Task details:
From the first line to the last, write out the records exactly, leaving out images.

Source material:
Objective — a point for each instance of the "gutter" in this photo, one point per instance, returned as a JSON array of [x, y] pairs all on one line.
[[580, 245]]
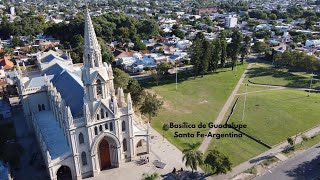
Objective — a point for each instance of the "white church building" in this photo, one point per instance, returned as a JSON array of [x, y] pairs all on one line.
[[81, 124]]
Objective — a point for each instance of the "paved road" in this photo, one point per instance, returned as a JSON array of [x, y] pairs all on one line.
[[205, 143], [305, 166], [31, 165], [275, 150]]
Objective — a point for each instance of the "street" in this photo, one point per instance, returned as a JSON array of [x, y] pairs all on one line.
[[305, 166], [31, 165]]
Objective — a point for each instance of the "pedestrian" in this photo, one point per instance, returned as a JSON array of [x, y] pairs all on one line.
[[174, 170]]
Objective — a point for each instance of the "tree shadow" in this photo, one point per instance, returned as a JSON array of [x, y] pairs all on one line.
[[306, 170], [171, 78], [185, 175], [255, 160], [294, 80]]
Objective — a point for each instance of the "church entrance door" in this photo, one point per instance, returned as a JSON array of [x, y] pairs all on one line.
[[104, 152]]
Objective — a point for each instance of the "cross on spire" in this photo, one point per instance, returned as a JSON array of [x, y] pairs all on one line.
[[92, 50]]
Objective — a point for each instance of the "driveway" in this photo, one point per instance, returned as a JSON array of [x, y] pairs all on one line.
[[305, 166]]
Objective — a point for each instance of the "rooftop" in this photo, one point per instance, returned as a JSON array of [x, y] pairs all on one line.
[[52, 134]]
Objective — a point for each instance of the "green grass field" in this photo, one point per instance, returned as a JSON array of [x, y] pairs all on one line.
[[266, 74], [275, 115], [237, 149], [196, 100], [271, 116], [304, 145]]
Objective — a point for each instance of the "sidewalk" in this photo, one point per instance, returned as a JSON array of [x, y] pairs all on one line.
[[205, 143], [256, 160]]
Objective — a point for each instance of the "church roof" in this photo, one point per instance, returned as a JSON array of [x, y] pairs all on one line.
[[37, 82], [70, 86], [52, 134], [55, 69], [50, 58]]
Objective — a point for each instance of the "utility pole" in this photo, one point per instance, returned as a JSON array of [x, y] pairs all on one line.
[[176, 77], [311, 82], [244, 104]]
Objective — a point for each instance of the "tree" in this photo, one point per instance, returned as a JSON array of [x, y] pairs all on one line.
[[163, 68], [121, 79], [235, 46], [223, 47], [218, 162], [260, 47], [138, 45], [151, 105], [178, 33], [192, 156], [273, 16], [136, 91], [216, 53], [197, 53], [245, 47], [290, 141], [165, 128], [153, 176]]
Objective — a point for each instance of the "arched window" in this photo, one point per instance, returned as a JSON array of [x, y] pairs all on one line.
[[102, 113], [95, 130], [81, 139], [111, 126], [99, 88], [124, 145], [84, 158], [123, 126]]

Task response:
Objective — a point for each instance of the "gutter" in this photo, one point per instance, returned as a JSON array of [x, y] pairs all on one line.
[[580, 245]]
Objective — a point for each instance of the "white church building" in this photo, one point per instance, returned as a JSON array of [x, y] pairs all on one line.
[[81, 124]]
Objective — a point for each instance of the "paved road" in this photo, one point per instance, returned as a JSON array of [x, y] pairs all on one line.
[[205, 143], [305, 166], [31, 165], [275, 150]]
Objective — a point for each instance of the "street" in this photo, one point per instance, returned as a JSON array of [x, y] pairs all on one line.
[[305, 166], [31, 165]]
Objective — a point for each instance of the "pedestrian" in this photo, one point per instance, returned as a JSON array of [x, y] pairs all on one line.
[[174, 170]]
Objective — a point for each instance of the "tree shadow" in this photo, one point per instance, returned as a JSON array of [x, y] pairs all on one line.
[[306, 170], [171, 78], [185, 175], [255, 160], [294, 80]]
Objective — a point for each instance of the "church entrance door" in this photo, one point per instance, returned as a JSON array of [x, y] pairs all on one line.
[[104, 152]]
Objective — a point for each instance of the "cross on spire" in this photo, one point per instance, returned as a JSON array of [x, y] pairs all on one line.
[[92, 50]]
Objective — a point for each instance of the "driveway" in this photo, one point per instance, returned as a JSON array of [x, y] pairs all on one line.
[[305, 166]]
Objective — a point for each instance of the "rooftop" in this photo, one point per instance, returned as a JSON array of [x, y] pairs all on one line.
[[52, 134]]
Objective — a point for each instance of the "green grass field" in this photo, one point per instance, returned as a JSON array of [x, y] pairs all on one line.
[[266, 74], [275, 115], [237, 149], [196, 100], [271, 116], [304, 145]]
Objective — a point for each instance of the "sidewalk" in this photo, one point per instance, returned as a JSON array of [x, y] pairs all on one line.
[[205, 143], [256, 160]]
Objective — a point for each instance of the "church roof" in this photo, one point per instance, returned as a JSON array of [x, y] pairs all on one line.
[[37, 82], [70, 86], [52, 134], [55, 69], [50, 58]]
Objective — a point for each instance of the "utility pole" in this photo, one point per instance, returned as a JSON array of [x, y] pairs all on one line.
[[176, 77], [311, 82], [244, 104]]
Objective — a point for each instance of the "tree" in this photo, one point per instance, returned as a JSON array of [x, y] pairs all on one line.
[[163, 68], [121, 79], [235, 46], [223, 47], [218, 162], [260, 47], [138, 45], [151, 105], [178, 33], [192, 156], [273, 16], [136, 91], [216, 53], [197, 53], [245, 47], [290, 141], [165, 128], [153, 176]]
Objective — a point for each instance of the "arched window" in this photo, one point per instance, returned as a JSON array of [x, y] pairs all on one line.
[[102, 113], [95, 130], [81, 139], [111, 126], [99, 88], [124, 145], [84, 158], [123, 126]]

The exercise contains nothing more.